(Items from a dataset)
***
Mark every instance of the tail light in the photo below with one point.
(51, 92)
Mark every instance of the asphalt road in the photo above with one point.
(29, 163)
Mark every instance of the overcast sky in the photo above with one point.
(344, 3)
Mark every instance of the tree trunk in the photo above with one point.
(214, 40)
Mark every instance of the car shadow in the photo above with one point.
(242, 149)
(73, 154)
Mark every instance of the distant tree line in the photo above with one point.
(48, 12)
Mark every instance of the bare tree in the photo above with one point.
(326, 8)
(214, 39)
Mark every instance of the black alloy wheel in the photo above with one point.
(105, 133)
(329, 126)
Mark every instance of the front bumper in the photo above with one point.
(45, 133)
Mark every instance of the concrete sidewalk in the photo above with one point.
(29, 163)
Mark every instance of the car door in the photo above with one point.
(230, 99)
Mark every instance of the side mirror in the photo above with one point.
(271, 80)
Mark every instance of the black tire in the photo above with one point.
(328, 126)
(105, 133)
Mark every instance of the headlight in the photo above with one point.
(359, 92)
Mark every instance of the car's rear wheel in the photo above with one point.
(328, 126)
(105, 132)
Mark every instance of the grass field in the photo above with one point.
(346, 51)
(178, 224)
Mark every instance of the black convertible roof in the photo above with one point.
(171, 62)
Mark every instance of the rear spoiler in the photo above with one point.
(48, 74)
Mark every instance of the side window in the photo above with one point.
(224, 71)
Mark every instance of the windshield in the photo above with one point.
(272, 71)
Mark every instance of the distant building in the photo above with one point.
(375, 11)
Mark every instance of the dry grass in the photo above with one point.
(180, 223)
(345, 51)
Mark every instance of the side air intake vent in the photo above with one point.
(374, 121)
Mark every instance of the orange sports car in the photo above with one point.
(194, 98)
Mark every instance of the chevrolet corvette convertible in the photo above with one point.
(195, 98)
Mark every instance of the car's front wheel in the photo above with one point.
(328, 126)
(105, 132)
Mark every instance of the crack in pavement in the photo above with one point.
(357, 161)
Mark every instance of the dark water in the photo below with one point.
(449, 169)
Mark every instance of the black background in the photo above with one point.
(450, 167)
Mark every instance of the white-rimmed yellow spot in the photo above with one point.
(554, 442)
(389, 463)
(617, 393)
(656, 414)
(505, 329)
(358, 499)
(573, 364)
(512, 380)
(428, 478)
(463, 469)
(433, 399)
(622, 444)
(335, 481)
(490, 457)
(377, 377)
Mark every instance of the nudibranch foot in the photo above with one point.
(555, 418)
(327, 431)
***
Arrange every line above as a Markdown table with two columns, Row for the row number and Line for the line itself, skipping any blank lines.

| Row | Line |
|---|---|
| 1 | Mark every instance of the tail light in the photo below with one point. |
| 2 | (51, 92) |
| 3 | Mark every instance of the asphalt road in the photo above with one point. |
| 4 | (29, 163) |
| 5 | Mark every instance of the overcast sky in the photo above with one point. |
| 6 | (344, 3) |
| 7 | Mark every instance of the tree trunk in the photo above with one point. |
| 8 | (214, 40) |
| 9 | Mark every instance of the car shadow in the photo above with one point. |
| 10 | (242, 149) |
| 11 | (73, 154) |
| 12 | Mark every instance of the distant tree line in the photo above with one point. |
| 13 | (48, 12) |
| 14 | Mark every instance of the bare tree in the photo above with one point. |
| 15 | (326, 8) |
| 16 | (214, 39) |
| 17 | Mark every instance of the black alloy wheel in the photo above with one point. |
| 18 | (105, 133) |
| 19 | (329, 126) |
| 20 | Mark every instance of the front bumper in the photo above with one point. |
| 21 | (45, 133) |
| 22 | Mark every instance of the concrete sidewalk in the photo above with one point. |
| 23 | (29, 163) |
| 24 | Mark every instance of the car door in the photo above with one point. |
| 25 | (230, 99) |
| 26 | Mark every instance of the side mirror in the photo above with one point. |
| 27 | (271, 80) |
| 28 | Mark every instance of the black tire in the photo above with one point. |
| 29 | (328, 126) |
| 30 | (105, 133) |
| 31 | Mark every instance of the headlight in the photo above with one point. |
| 32 | (359, 92) |
| 33 | Mark every instance of the car's rear wheel in the photo above with one point. |
| 34 | (328, 126) |
| 35 | (105, 132) |
| 36 | Mark every instance of the grass field in the photo above with one point. |
| 37 | (346, 51) |
| 38 | (178, 224) |
| 39 | Mark every instance of the black convertible roof in the photo above with one point. |
| 40 | (171, 62) |
| 41 | Mark every instance of the rear spoiler in the photo above with one point. |
| 42 | (48, 74) |
| 43 | Mark every instance of the side window in the photo above with one point. |
| 44 | (224, 71) |
| 45 | Mark every instance of the windshield in the photo above with one point. |
| 46 | (272, 71) |
| 47 | Mark every instance of the distant building in the photo above with one point. |
| 48 | (375, 11) |
| 49 | Mark every instance of the dry grass in the photo above with one point. |
| 50 | (180, 223) |
| 51 | (345, 51) |
| 52 | Mark every instance of the side air intake vent in the photo above with one point. |
| 53 | (374, 121) |
| 54 | Mark every instance of the orange sports car in the photo above with one point. |
| 55 | (194, 98) |
| 56 | Mark every instance of the chevrolet corvette convertible in the photo above with one point. |
| 57 | (195, 98) |
| 58 | Mark every instance of the car's front wheel in the photo above with one point. |
| 59 | (328, 126) |
| 60 | (105, 132) |
| 61 | Mark every instance of the crack in pavement in the photo above with one point. |
| 62 | (357, 161) |
| 63 | Mark every instance of the dark water in the photo below with one point. |
| 64 | (449, 169) |
| 65 | Mark every instance of the black background in the photo above with one point. |
| 66 | (450, 167) |
| 67 | Mark every instance of the white-rimmed yellow spot in the photo above with one point. |
| 68 | (554, 442) |
| 69 | (389, 463) |
| 70 | (617, 393) |
| 71 | (656, 414) |
| 72 | (505, 329) |
| 73 | (358, 499) |
| 74 | (573, 364) |
| 75 | (512, 380) |
| 76 | (428, 478) |
| 77 | (463, 469) |
| 78 | (433, 399) |
| 79 | (622, 444) |
| 80 | (335, 481) |
| 81 | (490, 457) |
| 82 | (377, 377) |
| 83 | Mark every instance of the nudibranch foot in the photo above with one point. |
| 84 | (555, 418) |
| 85 | (327, 431) |